| TEXT PROVIDED |
##########

I have seen nothing to indicate that the bandpass would limit your choice of frequency range in any way, and in that use I can see where a full 31-band EQ might cover more bases than my proposed limited 12-band for the rear fill functionality. I haven't read that thread recently; does it require exceptional delay values or a derived L-R signal in its implementation?

-Todd


----------



## MarkZ (Dec 5, 2005)

You could do L-R with dual voice coils, but I wouldn't recommend it.


----------



## pionkej (Feb 29, 2008)

highly said:


> Well, I think the T/A of the current miniDSP only goes to 7.5ms (not certain, but believe I saw this somewhere). I also thought that you needed balanced line levels to create the L-R or use an inverting OpAmp and summing circuit with RCA line levels. This solution would take a regular stereo pair as input and provide the L-R output, 20+ ms of overall delay, EQ and then individual T/A for each driver into your current amplifier channels. It could be done other ways, but that 20ms of delay is not insignificant.

##########

| EXCERPTED DATA |

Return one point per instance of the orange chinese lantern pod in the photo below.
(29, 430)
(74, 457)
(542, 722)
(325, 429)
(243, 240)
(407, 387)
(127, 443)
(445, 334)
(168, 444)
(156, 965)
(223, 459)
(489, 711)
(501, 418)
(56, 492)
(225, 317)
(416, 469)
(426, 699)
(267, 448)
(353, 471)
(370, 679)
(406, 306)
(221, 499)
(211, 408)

##########

| EXERCISE |
In the forum thread, what method for producing L-R does MarkZ say is possible but not recommended?

| EXERCISE RESULT |
Dual voice coils.